▶ [Natural language region descriptions]:
----------

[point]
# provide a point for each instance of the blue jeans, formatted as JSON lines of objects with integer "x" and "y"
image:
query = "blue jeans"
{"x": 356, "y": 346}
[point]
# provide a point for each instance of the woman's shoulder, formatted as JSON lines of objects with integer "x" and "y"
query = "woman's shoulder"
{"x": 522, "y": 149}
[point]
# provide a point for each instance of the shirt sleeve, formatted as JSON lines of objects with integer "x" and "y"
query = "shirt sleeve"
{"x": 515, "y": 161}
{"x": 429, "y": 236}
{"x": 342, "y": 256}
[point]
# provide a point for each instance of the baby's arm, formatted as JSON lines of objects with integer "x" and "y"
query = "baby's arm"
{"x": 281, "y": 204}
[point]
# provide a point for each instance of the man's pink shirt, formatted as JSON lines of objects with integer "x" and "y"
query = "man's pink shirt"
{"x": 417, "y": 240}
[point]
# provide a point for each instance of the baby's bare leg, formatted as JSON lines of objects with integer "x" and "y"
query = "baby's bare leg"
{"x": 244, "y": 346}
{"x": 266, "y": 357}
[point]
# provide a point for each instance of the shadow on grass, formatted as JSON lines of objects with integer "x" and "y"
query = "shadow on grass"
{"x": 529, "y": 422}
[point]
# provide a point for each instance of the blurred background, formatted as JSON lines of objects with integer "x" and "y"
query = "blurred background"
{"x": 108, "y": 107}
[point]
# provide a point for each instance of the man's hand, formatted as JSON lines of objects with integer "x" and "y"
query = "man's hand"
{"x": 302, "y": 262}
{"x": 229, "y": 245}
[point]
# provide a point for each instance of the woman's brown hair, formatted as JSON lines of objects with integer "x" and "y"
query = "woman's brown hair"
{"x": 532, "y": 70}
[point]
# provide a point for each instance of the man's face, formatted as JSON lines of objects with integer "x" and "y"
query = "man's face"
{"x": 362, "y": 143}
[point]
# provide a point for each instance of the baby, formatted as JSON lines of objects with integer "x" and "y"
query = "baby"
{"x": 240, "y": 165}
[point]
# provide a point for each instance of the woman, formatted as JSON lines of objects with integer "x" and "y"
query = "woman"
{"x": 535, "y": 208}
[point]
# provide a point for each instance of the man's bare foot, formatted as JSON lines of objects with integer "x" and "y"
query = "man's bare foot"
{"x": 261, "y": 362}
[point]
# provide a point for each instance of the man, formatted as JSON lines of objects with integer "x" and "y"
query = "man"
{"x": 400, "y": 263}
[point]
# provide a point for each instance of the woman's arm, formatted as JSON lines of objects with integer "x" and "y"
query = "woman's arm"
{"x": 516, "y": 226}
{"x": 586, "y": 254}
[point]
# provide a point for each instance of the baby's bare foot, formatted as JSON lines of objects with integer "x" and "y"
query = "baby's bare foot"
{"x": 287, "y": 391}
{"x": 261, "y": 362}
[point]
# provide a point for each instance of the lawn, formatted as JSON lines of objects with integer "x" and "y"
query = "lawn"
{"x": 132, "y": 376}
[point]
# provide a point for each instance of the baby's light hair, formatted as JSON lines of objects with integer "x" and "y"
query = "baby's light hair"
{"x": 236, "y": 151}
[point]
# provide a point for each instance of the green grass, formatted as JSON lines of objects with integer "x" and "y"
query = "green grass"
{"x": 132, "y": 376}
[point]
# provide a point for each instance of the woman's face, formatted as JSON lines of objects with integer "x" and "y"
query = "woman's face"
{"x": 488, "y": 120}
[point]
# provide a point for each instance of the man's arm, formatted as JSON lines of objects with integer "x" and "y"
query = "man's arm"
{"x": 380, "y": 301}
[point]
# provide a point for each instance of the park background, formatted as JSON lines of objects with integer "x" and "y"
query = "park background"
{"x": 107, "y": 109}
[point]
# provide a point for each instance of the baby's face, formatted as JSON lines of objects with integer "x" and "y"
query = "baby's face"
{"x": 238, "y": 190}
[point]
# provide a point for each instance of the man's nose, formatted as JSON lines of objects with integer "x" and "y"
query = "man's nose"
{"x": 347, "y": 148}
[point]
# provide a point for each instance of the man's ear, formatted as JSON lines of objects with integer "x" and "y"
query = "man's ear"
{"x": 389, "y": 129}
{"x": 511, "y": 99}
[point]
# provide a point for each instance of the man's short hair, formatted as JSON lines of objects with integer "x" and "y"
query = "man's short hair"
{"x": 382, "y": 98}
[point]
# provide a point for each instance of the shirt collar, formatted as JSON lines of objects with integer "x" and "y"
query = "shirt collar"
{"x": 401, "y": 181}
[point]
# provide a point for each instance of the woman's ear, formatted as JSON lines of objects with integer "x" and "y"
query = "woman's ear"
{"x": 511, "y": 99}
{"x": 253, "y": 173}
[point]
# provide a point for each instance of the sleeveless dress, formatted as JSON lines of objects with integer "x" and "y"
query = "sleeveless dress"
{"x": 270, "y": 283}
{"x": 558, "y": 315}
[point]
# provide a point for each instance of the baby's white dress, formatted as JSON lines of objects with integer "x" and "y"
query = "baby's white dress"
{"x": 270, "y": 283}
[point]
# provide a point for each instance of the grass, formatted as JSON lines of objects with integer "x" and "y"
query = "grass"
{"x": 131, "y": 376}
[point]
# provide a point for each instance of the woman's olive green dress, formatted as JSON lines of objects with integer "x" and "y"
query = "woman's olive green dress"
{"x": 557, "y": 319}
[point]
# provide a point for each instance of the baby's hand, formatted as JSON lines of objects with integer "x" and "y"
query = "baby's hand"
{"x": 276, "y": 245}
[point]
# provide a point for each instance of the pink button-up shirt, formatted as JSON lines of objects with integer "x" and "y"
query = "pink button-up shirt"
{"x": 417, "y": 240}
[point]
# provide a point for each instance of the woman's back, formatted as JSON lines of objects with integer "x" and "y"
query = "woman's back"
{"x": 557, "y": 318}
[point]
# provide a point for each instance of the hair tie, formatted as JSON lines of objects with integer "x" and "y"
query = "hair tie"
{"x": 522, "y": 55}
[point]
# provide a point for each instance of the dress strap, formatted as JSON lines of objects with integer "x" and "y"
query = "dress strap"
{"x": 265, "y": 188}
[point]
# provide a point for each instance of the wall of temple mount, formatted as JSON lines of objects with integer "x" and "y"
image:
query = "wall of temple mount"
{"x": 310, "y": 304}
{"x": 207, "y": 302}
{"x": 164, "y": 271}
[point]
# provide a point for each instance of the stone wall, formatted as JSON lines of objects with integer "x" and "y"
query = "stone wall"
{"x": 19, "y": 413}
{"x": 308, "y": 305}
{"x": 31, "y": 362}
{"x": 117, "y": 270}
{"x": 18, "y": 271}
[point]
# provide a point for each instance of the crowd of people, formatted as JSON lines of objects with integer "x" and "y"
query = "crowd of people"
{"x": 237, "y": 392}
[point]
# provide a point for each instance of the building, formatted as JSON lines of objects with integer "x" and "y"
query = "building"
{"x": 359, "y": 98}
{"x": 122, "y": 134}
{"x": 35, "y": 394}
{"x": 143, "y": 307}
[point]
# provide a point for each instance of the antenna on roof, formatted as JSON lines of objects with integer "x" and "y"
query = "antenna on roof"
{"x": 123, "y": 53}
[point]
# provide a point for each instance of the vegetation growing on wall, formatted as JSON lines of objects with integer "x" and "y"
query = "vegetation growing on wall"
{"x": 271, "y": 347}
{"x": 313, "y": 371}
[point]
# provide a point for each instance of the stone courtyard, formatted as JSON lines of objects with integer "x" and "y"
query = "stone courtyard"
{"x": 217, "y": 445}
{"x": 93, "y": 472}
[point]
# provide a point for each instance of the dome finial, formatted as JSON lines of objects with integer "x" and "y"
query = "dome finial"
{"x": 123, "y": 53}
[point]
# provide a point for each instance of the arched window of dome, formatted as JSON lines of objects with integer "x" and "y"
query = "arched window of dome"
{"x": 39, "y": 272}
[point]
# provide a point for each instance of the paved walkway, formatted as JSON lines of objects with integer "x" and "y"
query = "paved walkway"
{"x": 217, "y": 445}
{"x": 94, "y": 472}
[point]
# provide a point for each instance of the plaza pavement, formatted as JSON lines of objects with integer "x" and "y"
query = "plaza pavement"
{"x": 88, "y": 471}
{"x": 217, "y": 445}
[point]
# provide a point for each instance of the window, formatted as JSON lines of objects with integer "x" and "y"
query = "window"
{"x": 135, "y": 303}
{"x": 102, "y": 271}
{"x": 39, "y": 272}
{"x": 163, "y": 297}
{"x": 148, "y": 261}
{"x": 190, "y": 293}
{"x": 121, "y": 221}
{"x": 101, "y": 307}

----------

▶ [What the task requires]:
Repeat the data word for word, starting at its first line and stopping after the line that contains "shirt sleeve, formatted".

▶ [Result of the exercise]:
[point]
# provide a point for each instance of the blue jeans, formatted as JSON lines of objects with integer "x" and "y"
image:
query = "blue jeans"
{"x": 356, "y": 346}
[point]
# provide a point for each instance of the woman's shoulder, formatted as JSON lines of objects with integer "x" and "y"
query = "woman's shoulder"
{"x": 522, "y": 149}
[point]
# provide a point for each instance of the shirt sleeve, formatted as JSON lines of objects with integer "x" and "y"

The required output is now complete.